§ **文書の抜粋**
マンション管理員の仕事ってどんなことをやるんだろう・・・~管理員の仕事内容~Part3

こんにちは。
ホームライフ管理の竹林です。

マンションの管理員さんのサポートし始めて早3年。
面談の中で色々と質問するのですが、マンション管理員の経験を尋ねると”初めてマンション管理員をやるんです!!”と仰っしゃられる方がざっくりですが約9割。(まぁ当然か・・・)

ただ、ご自身がマンションにお住まいで身近でマンション管理員さんをみているので”自分でもできそう。やってみようかな??”と決断される方が多いですね。
そのような方だと区分所有法(分譲マンションに関する法令)や管理規約(分譲マンションに住むうえでのルール)を知っているので業務慣れも早い感じがします。
当然全くの未経験の方でも一からレクチャーするのでご安心ください

 

さて、今回は前回に引き続き巡回(外観目視)点検業務の残りについてお話していきましょう。

 

復習がてら最初にお伝えしていましたが、マンション管理員がやる業務は大きく分けると以下のとおりです。

・受付等の業務
点検業務   ← 今回もここですね!!
・立会業務
・報告連絡業務
・日常清掃業務

建物、諸設備および諸施設の巡回点検

ゴミ置場やマンション敷地周辺

ゴミ置場はマンションの共有財産であり、常に清潔で衛生的に保つため、ゴミの区分・分別についてはマナーを遵守するよう絶えず管理組合と共同で注意喚起しましょう。

 

管理規約及び使用細則、市区町村のゴミ出し手順書等で、処理方法等を常に確認しておくことが大事です。
ゴミの区分を明確にし、『可燃ゴミ』『不燃ゴミ』『資源ゴミ』等の表示をしてみるのも良いですね。
ゴミ分別に関して居住者も目で確認できて、意外と効果があったりします。

 

ゴミの収集日に従って出されているか、分別して出されているかも確認します。

きちんと分別されていないようでしたら、ゴミ収集業者が収集してくれない可能性がありますので分別するのもマンション管理員の業務となります。

ただ、あまりにも分別されていないゴミが多いようであれば分別に時間が掛かり過ぎて大変です。
違反事項を抽出して、担当フロント・管理組合役員様へ相談して、掲示等で注意喚起することもひとつです。

 

また、ゴミ収集後は、ゴミ置場の清掃、ゴミ容器の洗浄をしましょう。
必要に応じて、適時消毒することも大事ですね。

 

 

ルールが守られていないゴミを発見し、袋にに注意書きを貼る場合は、ルール違反の内容を理解できるように理由を具体的に記載し、一旦持ち帰り再度きちんと出すよう記載します。

§ **ポインティング用データセットの記録**
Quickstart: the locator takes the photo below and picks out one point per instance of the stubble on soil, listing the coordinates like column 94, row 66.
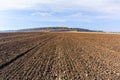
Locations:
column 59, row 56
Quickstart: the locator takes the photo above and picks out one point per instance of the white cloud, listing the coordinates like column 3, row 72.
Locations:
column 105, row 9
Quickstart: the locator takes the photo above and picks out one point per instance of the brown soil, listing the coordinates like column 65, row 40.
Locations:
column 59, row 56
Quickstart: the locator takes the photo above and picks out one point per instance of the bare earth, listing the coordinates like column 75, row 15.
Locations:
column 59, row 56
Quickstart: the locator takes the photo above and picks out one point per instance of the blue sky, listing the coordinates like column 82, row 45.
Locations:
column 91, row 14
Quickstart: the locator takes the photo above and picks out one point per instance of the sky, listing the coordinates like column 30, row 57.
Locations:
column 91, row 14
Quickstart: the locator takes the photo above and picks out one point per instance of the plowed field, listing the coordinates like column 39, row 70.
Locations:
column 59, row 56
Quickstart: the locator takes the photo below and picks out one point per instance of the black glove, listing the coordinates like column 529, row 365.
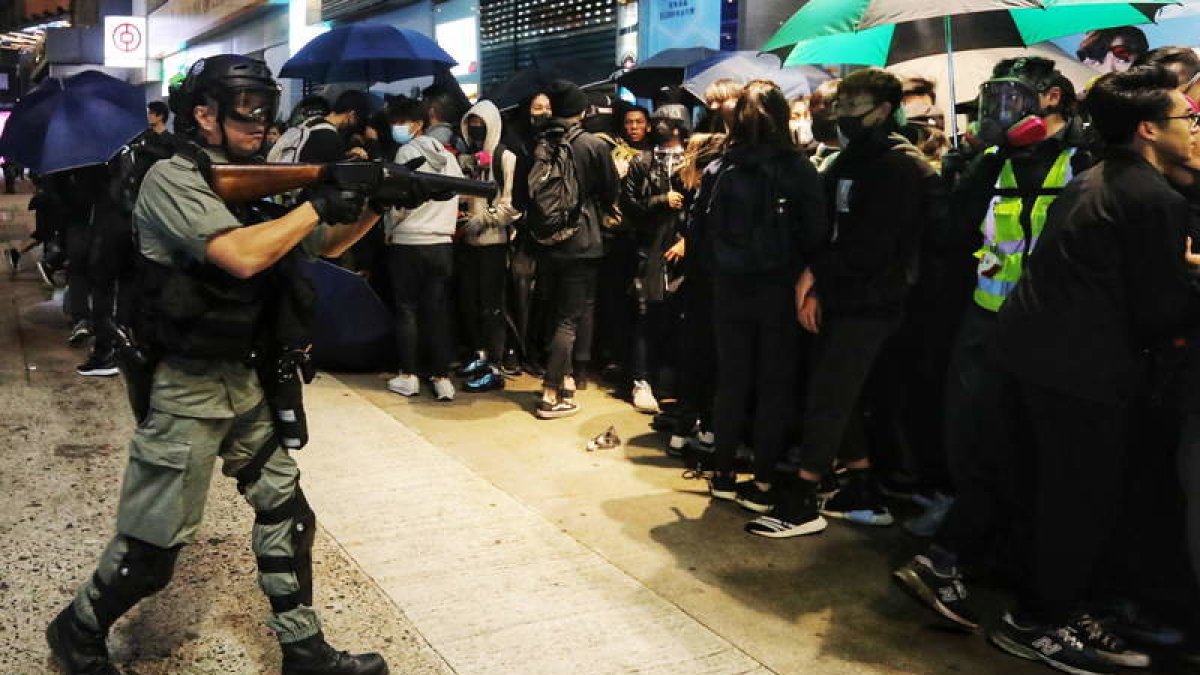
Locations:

§ **指示と条件**
マンション管理員の仕事内容についての文章から、「建物、諸設備および諸施設の巡回点検」で始まり「示をしてみるのも良いですね。」まで続く部分を、そのまま書き出してください。

§ **回答**
建物、諸設備および諸施設の巡回点検

ゴミ置場やマンション敷地周辺

ゴミ置場はマンションの共有財産であり、常に清潔で衛生的に保つため、ゴミの区分・分別についてはマナーを遵守するよう絶えず管理組合と共同で注意喚起しましょう。

 

管理規約及び使用細則、市区町村のゴミ出し手順書等で、処理方法等を常に確認しておくことが大事です。
ゴミの区分を明確にし、『可燃ゴミ』『不燃ゴミ』『資源ゴミ』等の表示をしてみるのも良いですね。